* What the task asks:
The answer is all of the entries below, repeated exactly and free of pictures.

* Data supplied:
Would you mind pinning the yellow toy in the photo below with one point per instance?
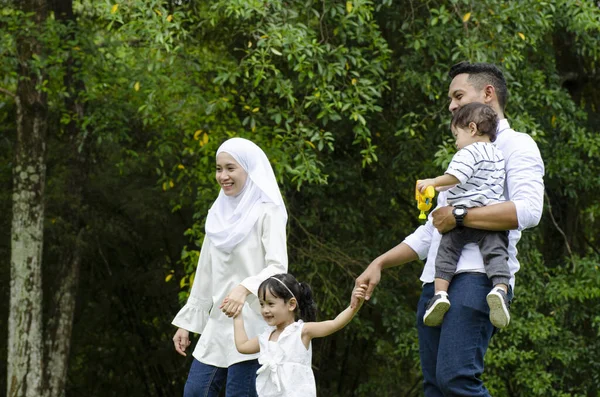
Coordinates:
(424, 200)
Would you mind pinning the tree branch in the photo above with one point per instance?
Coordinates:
(556, 225)
(9, 93)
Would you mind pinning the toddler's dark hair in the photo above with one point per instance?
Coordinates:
(305, 309)
(482, 115)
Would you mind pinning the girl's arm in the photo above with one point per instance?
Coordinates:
(324, 328)
(242, 343)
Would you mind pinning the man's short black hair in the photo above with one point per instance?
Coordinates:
(482, 115)
(482, 74)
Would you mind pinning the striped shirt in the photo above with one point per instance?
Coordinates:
(480, 169)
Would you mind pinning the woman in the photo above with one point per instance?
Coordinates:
(245, 244)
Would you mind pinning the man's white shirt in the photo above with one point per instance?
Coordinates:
(524, 186)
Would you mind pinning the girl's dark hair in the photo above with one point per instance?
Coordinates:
(482, 115)
(305, 309)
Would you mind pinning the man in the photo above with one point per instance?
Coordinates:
(452, 355)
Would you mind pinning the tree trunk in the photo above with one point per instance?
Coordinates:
(60, 322)
(25, 347)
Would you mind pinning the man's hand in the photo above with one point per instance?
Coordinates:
(181, 340)
(369, 278)
(443, 219)
(234, 301)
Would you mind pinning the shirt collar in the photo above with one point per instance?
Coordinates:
(502, 125)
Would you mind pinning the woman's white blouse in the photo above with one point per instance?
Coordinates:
(285, 364)
(260, 255)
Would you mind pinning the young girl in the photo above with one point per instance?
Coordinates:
(245, 243)
(285, 347)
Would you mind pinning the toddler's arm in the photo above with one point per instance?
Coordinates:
(439, 181)
(242, 343)
(324, 328)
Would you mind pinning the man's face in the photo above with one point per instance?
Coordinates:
(462, 92)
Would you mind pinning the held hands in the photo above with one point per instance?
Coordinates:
(181, 341)
(234, 301)
(358, 294)
(422, 184)
(368, 279)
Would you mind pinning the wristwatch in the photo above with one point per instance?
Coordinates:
(459, 215)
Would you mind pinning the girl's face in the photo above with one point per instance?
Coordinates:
(230, 175)
(276, 311)
(464, 136)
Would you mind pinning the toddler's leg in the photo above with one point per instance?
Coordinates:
(445, 267)
(438, 305)
(493, 246)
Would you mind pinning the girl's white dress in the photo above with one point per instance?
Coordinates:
(286, 364)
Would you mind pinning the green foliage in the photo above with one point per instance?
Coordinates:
(348, 100)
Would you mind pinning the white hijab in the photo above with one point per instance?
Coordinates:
(230, 219)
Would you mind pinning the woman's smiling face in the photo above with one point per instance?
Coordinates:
(230, 175)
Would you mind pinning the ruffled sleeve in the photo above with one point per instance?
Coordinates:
(194, 315)
(273, 238)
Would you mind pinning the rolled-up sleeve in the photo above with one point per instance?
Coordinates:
(420, 240)
(525, 181)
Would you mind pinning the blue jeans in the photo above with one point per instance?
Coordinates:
(207, 381)
(452, 354)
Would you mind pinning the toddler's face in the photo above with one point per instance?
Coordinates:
(463, 136)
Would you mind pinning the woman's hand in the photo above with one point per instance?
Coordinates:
(234, 301)
(181, 340)
(369, 278)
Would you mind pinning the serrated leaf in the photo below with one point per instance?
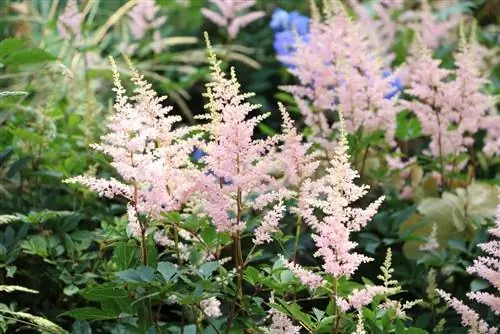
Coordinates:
(88, 313)
(31, 56)
(71, 290)
(105, 291)
(167, 270)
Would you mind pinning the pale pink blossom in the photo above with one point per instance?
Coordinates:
(151, 157)
(450, 104)
(230, 16)
(269, 224)
(425, 22)
(134, 226)
(211, 307)
(339, 66)
(333, 194)
(236, 166)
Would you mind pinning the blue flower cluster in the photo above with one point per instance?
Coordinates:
(396, 84)
(285, 25)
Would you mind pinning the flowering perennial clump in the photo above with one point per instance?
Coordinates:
(338, 66)
(450, 104)
(488, 268)
(151, 157)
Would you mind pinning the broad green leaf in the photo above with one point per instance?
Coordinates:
(88, 313)
(123, 254)
(71, 290)
(30, 56)
(9, 45)
(167, 270)
(14, 288)
(105, 291)
(35, 321)
(208, 268)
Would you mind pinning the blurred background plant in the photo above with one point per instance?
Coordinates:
(55, 96)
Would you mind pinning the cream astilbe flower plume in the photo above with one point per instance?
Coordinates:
(151, 157)
(236, 165)
(333, 194)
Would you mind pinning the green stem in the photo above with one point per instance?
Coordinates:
(297, 237)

* Output for this exercise:
Would you mind pinning the yellow toy in the photo below with one point per instance?
Coordinates:
(424, 200)
Would you mind pinning the tree branch in the photo above with one point per instance?
Coordinates:
(556, 225)
(9, 93)
Would you mind pinning the toddler's dark hair in the photo above with one point per instance?
Coordinates:
(305, 309)
(482, 115)
Would you mind pinning the girl's arm in the photo above with one point per instance?
Coordinates:
(324, 328)
(242, 343)
Would you mind pinning the man's short black hair in the photo above with one point per instance?
Coordinates:
(482, 115)
(482, 74)
Would you mind pinning the striped shirt in the photo above with one point per instance?
Coordinates:
(480, 169)
Would you mind pinning the woman in the photo above with one point per instance?
Coordinates:
(245, 244)
Would you mind pinning the man's white shirt in the photo above with one point per instance?
Coordinates:
(524, 186)
Would you mind pinning the girl's dark hair in the photo above with one point per instance?
Coordinates:
(482, 115)
(305, 309)
Would you mind pinning the man in the photo above with one point per instance?
Coordinates:
(452, 355)
Would you mind pinning the tree trunk in the photo above with one point per instance?
Coordinates:
(60, 322)
(25, 347)
Would you mind pinning the man's hand in the photo above with one point per instance?
Coordinates:
(181, 340)
(369, 278)
(443, 219)
(234, 301)
Would you mind pinning the shirt collar in the photo above with one point per instance?
Coordinates:
(502, 125)
Would you mind pinning the woman's white blouse in the photo above with one point per instance?
Coordinates:
(285, 364)
(260, 255)
Would you mind pinning the young girl in the photo above with one point per instance?
Coordinates:
(245, 243)
(285, 347)
Would you mind pinning the toddler's arm in the photo above with one point per instance?
Coordinates:
(439, 181)
(242, 343)
(324, 328)
Would you mind pinning the man's face in the photo above with one point per instance?
Coordinates:
(462, 92)
Would you mind pinning the held hands in the photo above with one point per instance?
Coordinates:
(181, 341)
(234, 301)
(358, 294)
(422, 184)
(368, 279)
Would you mind pinning the wristwatch in the photo above with one point per instance?
Coordinates:
(459, 215)
Would you mind pinning the girl's face in the photo above with one point per instance?
Coordinates:
(230, 175)
(276, 311)
(464, 136)
Would you mind pinning the toddler's leg in the photo above with one point per instance?
Coordinates:
(445, 267)
(438, 305)
(493, 246)
Would you mind pinning the girl's white dress in the photo above with one point per instance?
Coordinates:
(286, 364)
Would you mind pinning the green foliage in the photo above with one point per instance?
Coordinates:
(348, 100)
Would you mind pinning the white hijab in the photo above with one point per instance?
Coordinates:
(230, 219)
Would you mind pinning the woman's smiling face in the photo above with one point per instance?
Coordinates:
(230, 175)
Would you mind pinning the ruffled sleeve in the photo above with one point per instance?
Coordinates:
(194, 315)
(273, 238)
Would you mind pinning the rolled-up sleeve in the photo above with one point per instance?
Coordinates:
(420, 240)
(525, 181)
Would you mind pinning the blue jeans in the photo above with one point per instance?
Coordinates:
(207, 381)
(452, 354)
Would you mind pinning the toddler's face in the photo above with one point per instance?
Coordinates:
(463, 136)
Would you mind pinning the woman's hand in the photo above with one point per instance?
Coordinates:
(234, 301)
(181, 340)
(369, 278)
Would you mind pinning the serrated leaf in the photo below with one point per instance?
Coordinates:
(88, 313)
(31, 56)
(71, 290)
(105, 291)
(167, 270)
Would you mind pinning the pale pink blossom in the photo above with one point per instance?
Coordinates:
(151, 157)
(450, 104)
(230, 16)
(269, 224)
(425, 22)
(134, 226)
(211, 307)
(339, 66)
(333, 194)
(236, 166)
Would you mind pinning the blue flower cluster in the photo above with one point per instance?
Coordinates:
(396, 84)
(285, 25)
Would you mind pinning the flowering perennial clump in the photo above with one point per instance?
Coordinates:
(338, 66)
(450, 104)
(488, 268)
(151, 157)
Would you mind pinning the broad green leaf in the photo above with one point per instance?
Coordinates:
(88, 313)
(123, 254)
(71, 290)
(30, 56)
(9, 45)
(167, 270)
(14, 288)
(105, 291)
(35, 321)
(208, 268)
Would you mind pinning the blurred background plant in the photo above with one point per instance?
Coordinates:
(55, 96)
Would you mind pinning the cream astilbe flower plume in the photo above with one point per instance?
Coordinates:
(151, 157)
(236, 165)
(333, 194)
Would you mind pinning the green stem in the photo above with one point per instance?
Coordinates:
(297, 237)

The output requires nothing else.